::: Extract to read :::

(Reuters) – Medical equipment maker Teleflex said on Thursday it would split into two companies, retaining three of its segments along with its recently acquired $800 million business, while separating its slower-growing divisions.
Shares of the company were down 12% in premarket trade after it also forecast its adjusted profit below Wall Street estimates.
After the split, Teleflex would focus on devices for bloodstream and heart procedures, along with medical imaging, while separating its urology, acute care and OEM units.
The urology unit has been experiencing lower sales from its UroLift device for enlarged prostate treatment, while the OEM or the contract instrument manufacturing division recently lost a customer.
A total of 12 out of 19 manufacturing facilities will be transferred to the new company.
Teleflex also plans to boost the remaining business by buying Germany-based Biotronik’s blood vessel device unit for about 760 million euros ($796.3 million) in cash.
It said the separation will allow each company to simplify operations, streamline manufacturing, allocate resources more effectively and increase management focus.
Liam Kelly will stay as Teleflex CEO, and the company intends to initiate an executive search for key management positions at the spun-off business shortly.
Teleflex said it would distribute shares of the spun-off company to shareholders and expects the separation to be completed in mid-2026.
Separately, the Wayne, Pennsylvania-based company expects adjusted per-share profit for 2025 in the range of $13.95 to $14.35, below analysts’ average estimate of $15.23 as per data compiled by LSEG.
The company also said its Chief Financial Officer Thomas Powell will retire, and be replaced by accounting chief John Deren.

::: Source material :::

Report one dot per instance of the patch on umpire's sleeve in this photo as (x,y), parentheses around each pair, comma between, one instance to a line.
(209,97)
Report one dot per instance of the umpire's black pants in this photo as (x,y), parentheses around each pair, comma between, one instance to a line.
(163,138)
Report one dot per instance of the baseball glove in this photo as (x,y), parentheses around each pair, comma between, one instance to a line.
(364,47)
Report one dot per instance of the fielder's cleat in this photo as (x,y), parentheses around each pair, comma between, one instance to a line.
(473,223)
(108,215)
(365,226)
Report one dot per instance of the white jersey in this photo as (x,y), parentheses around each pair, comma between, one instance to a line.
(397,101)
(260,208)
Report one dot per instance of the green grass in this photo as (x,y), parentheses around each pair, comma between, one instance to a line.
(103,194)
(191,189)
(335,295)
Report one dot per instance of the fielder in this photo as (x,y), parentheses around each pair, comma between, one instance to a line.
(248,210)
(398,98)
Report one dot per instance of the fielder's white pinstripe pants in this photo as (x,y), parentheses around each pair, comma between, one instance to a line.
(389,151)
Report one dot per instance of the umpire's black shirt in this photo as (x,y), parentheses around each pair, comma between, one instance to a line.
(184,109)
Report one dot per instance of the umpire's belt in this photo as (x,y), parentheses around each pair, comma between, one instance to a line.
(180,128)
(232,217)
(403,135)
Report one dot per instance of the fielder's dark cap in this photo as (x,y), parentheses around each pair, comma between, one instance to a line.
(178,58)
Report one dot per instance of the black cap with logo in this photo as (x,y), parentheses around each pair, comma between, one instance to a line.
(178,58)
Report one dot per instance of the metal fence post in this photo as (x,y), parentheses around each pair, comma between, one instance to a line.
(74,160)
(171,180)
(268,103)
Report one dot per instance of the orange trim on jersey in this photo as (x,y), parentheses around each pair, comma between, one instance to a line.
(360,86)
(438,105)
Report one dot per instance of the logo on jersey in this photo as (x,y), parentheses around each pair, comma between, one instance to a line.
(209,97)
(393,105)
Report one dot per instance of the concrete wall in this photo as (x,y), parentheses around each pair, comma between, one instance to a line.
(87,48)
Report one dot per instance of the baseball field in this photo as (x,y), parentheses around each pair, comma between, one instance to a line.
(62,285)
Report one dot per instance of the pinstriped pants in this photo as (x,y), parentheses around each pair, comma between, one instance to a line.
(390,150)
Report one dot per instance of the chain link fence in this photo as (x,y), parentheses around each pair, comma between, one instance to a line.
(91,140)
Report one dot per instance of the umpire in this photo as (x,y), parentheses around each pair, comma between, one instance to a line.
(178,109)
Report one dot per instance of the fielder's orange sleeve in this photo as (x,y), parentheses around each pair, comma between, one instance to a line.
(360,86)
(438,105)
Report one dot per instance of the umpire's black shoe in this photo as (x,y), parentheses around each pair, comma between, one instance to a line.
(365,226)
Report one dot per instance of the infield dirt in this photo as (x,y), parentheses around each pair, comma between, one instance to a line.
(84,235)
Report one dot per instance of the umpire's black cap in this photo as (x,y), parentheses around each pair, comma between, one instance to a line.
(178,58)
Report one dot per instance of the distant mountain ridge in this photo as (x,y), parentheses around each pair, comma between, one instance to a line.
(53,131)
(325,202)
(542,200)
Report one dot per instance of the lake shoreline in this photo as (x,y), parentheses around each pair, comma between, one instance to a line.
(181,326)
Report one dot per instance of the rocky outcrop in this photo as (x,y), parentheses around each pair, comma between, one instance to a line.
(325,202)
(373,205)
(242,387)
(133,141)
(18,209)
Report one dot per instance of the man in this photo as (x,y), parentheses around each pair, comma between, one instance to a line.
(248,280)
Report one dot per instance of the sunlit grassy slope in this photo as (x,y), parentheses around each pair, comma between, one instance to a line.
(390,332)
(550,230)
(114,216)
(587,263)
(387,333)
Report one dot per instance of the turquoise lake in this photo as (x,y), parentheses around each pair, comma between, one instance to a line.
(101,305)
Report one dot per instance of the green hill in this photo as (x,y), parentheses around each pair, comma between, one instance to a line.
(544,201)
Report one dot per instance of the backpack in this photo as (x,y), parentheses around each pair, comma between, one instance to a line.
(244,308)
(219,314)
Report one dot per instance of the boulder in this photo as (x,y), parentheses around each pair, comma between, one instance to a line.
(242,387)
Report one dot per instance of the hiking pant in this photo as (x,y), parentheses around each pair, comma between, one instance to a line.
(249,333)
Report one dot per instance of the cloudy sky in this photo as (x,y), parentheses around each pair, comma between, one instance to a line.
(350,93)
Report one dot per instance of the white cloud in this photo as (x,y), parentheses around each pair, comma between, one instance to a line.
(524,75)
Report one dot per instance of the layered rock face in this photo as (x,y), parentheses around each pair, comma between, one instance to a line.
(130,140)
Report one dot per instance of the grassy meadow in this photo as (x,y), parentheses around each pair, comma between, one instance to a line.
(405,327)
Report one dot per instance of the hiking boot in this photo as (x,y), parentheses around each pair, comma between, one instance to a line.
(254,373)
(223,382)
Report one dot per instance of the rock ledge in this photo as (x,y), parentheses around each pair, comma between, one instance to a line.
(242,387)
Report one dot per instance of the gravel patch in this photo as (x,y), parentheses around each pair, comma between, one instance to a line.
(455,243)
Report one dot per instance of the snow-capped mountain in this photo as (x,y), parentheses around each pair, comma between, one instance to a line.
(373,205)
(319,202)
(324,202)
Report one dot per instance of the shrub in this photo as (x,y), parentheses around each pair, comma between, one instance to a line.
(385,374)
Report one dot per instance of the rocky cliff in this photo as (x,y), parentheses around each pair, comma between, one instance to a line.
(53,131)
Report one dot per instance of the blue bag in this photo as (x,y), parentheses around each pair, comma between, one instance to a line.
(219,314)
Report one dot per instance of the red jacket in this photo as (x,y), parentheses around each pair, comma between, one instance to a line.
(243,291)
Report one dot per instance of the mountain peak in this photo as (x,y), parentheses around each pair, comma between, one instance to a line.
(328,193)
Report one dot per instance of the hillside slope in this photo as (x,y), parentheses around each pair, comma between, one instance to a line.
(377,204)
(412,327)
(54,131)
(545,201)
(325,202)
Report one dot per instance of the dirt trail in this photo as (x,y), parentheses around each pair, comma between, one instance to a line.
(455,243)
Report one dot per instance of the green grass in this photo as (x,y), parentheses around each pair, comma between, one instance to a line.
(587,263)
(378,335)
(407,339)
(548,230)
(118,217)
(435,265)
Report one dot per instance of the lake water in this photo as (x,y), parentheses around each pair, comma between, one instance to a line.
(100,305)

:::

To do
Extract the part of the Teleflex split article between "Separately, the Wayne, Pennsylvania-based" and "chief John Deren.", inclusive, copying it word for word.

Output of the exercise
Separately, the Wayne, Pennsylvania-based company expects adjusted per-share profit for 2025 in the range of $13.95 to $14.35, below analysts’ average estimate of $15.23 as per data compiled by LSEG.
The company also said its Chief Financial Officer Thomas Powell will retire, and be replaced by accounting chief John Deren.